== Records shown ==
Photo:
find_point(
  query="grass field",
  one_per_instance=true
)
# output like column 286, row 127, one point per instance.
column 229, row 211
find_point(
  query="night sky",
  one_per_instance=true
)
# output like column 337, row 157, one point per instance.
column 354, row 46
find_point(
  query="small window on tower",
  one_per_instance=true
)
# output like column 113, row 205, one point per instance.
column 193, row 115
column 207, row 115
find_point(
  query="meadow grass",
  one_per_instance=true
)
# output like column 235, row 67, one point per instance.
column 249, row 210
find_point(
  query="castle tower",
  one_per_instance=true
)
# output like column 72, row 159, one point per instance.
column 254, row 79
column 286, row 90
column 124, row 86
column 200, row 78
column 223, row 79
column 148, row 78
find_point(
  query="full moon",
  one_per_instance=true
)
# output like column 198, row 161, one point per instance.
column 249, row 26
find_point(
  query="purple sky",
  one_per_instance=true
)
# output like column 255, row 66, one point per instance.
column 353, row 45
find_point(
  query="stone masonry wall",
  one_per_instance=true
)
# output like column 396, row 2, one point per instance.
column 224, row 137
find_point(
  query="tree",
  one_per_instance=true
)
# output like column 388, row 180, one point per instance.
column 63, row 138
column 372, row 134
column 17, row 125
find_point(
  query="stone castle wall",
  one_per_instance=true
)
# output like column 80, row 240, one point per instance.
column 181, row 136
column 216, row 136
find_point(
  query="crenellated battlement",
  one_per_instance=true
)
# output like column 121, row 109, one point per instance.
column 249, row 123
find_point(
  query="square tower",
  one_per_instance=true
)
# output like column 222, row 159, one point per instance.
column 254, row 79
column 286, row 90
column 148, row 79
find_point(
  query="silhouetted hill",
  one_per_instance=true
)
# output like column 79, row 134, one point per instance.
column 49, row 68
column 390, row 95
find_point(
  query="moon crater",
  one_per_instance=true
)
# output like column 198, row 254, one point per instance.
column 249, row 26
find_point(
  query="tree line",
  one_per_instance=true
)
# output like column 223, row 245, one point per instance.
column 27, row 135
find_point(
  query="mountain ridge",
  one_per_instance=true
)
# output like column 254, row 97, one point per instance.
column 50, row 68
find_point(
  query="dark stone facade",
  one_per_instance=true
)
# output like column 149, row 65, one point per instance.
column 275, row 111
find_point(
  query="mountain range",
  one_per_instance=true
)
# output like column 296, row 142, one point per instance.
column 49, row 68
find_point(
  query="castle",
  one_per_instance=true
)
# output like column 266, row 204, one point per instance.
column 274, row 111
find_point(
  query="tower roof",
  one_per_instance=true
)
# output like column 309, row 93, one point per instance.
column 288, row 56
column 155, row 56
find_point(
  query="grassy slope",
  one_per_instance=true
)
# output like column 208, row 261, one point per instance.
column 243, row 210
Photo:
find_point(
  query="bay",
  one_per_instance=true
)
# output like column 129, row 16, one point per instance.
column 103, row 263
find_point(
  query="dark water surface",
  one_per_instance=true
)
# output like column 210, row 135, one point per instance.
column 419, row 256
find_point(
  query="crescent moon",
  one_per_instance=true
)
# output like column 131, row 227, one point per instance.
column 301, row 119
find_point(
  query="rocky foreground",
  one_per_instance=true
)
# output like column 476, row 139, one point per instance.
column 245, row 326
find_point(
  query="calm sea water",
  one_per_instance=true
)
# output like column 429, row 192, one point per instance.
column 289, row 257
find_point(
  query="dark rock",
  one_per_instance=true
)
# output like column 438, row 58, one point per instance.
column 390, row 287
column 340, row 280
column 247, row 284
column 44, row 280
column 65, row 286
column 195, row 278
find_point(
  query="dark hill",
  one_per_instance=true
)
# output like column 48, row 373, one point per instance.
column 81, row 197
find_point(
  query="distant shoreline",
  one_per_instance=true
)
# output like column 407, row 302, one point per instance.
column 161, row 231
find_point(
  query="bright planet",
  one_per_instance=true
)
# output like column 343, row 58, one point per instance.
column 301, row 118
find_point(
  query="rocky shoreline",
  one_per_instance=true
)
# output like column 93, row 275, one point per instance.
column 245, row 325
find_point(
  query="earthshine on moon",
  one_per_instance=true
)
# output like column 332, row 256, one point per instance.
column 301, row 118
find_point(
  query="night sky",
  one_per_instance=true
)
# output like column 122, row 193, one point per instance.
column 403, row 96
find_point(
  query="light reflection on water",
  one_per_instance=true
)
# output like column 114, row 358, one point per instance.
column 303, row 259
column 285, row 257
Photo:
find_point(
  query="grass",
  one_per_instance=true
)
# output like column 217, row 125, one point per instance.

== Given task ==
Transcribe the data. Leave every line exactly as it is.

== The response ==
Photo:
find_point(
  query="grass field",
  one_per_instance=true
)
# output like column 286, row 127, one point per instance.
column 229, row 211
find_point(
  query="night sky",
  one_per_instance=true
)
# output like column 337, row 157, one point per instance.
column 354, row 46
find_point(
  query="small window on tower",
  one_per_instance=true
)
# output like column 113, row 205, one point per instance.
column 193, row 115
column 207, row 115
find_point(
  query="meadow grass",
  one_per_instance=true
)
# output like column 235, row 67, one point per instance.
column 249, row 210
find_point(
  query="castle tower",
  one_per_instance=true
)
# output like column 72, row 159, one point per instance.
column 254, row 79
column 286, row 90
column 124, row 86
column 200, row 78
column 223, row 79
column 148, row 78
find_point(
  query="full moon",
  one_per_instance=true
)
# output like column 198, row 161, one point per instance.
column 249, row 26
find_point(
  query="purple sky",
  one_per_instance=true
)
# output like column 255, row 66, one point per instance.
column 353, row 45
find_point(
  query="stone masonry wall",
  one_per_instance=true
)
# output like column 396, row 2, one point per instance.
column 224, row 137
find_point(
  query="tree",
  one_per_instance=true
)
# output like column 388, row 180, one point per instance.
column 63, row 138
column 372, row 134
column 17, row 125
find_point(
  query="stone castle wall",
  one_per_instance=true
)
# output like column 80, row 240, one point per instance.
column 181, row 136
column 216, row 136
find_point(
  query="crenellated battlement",
  one_per_instance=true
)
# output like column 121, row 109, one point per instance.
column 249, row 123
find_point(
  query="square tower",
  one_per_instance=true
)
# output like column 222, row 159, one point per instance.
column 254, row 79
column 286, row 90
column 148, row 79
find_point(
  query="silhouetted hill",
  one_per_instance=true
)
# output like column 79, row 134, one point per instance.
column 49, row 68
column 390, row 95
find_point(
  query="moon crater",
  one_per_instance=true
)
# output like column 198, row 254, one point per instance.
column 249, row 26
find_point(
  query="tree line",
  one_per_instance=true
)
# output like column 223, row 245, one point per instance.
column 27, row 135
find_point(
  query="mountain ridge",
  one_per_instance=true
)
# output like column 254, row 97, one point per instance.
column 50, row 68
find_point(
  query="dark stone facade",
  one_per_instance=true
)
# output like column 149, row 65, one point per instance.
column 275, row 111
find_point(
  query="mountain range",
  one_per_instance=true
)
# output like column 296, row 142, one point per instance.
column 49, row 68
find_point(
  query="castle",
  one_per_instance=true
)
# output like column 266, row 204, one point per instance.
column 274, row 111
find_point(
  query="tower roof",
  one_per_instance=true
)
# output like column 309, row 93, one point per instance.
column 288, row 56
column 155, row 56
find_point(
  query="grassy slope",
  one_per_instance=true
)
# output like column 208, row 261, one point per instance.
column 243, row 210
Photo:
find_point(
  query="bay",
  one_per_instance=true
)
# output like column 129, row 16, one point per instance.
column 103, row 263
find_point(
  query="dark water surface",
  one_per_instance=true
)
# output like column 210, row 135, one point per instance.
column 419, row 256
find_point(
  query="crescent moon",
  one_per_instance=true
)
# output like column 131, row 227, one point per instance.
column 301, row 119
find_point(
  query="rocky foreground",
  one_per_instance=true
)
# output like column 476, row 139, one point per instance.
column 245, row 326
find_point(
  query="calm sea water",
  one_per_instance=true
)
# output like column 429, row 192, one point per instance.
column 289, row 257
find_point(
  query="dark rock",
  one_per_instance=true
)
# output like column 438, row 58, one point per instance.
column 390, row 287
column 340, row 280
column 247, row 284
column 44, row 280
column 65, row 286
column 195, row 278
find_point(
  query="dark hill",
  one_per_instance=true
)
# output like column 48, row 373, one point per instance.
column 81, row 197
find_point(
  query="distant shoreline",
  one_per_instance=true
)
# output like column 407, row 302, one point per instance.
column 161, row 231
find_point(
  query="bright planet",
  one_per_instance=true
)
# output like column 343, row 58, one point per instance.
column 301, row 118
find_point(
  query="rocky shoreline",
  one_per_instance=true
)
# output like column 93, row 275, one point per instance.
column 245, row 325
find_point(
  query="earthshine on moon",
  one_per_instance=true
)
# output like column 332, row 256, one point per instance.
column 301, row 118
find_point(
  query="night sky",
  one_per_instance=true
)
# output like column 122, row 193, one point per instance.
column 403, row 96
find_point(
  query="light reflection on water",
  one_per_instance=true
)
# output like column 114, row 358, one point per instance.
column 303, row 259
column 285, row 257
Photo:
find_point(
  query="grass",
  one_per_instance=true
)
# output like column 217, row 125, one point per instance.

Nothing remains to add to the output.